**Entries:**
┌──
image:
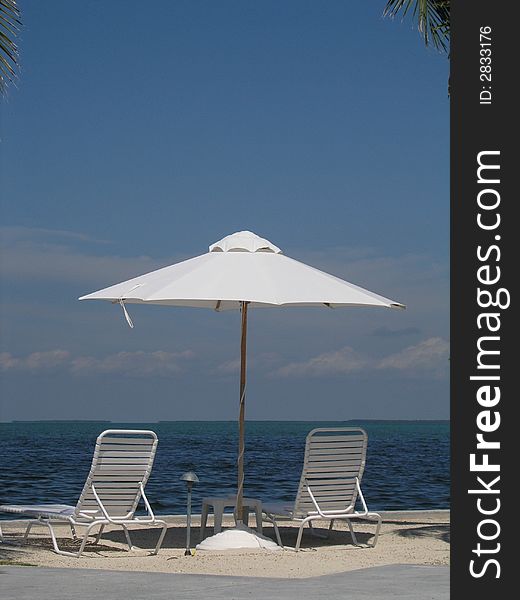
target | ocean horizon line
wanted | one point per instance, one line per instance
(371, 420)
└──
┌──
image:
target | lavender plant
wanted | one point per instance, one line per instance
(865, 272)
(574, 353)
└──
**What you are asked to do:** Show each line above that contains the string "target". Case counts.

**Reply to the task:**
target | ocean horizon line
target | lavender plant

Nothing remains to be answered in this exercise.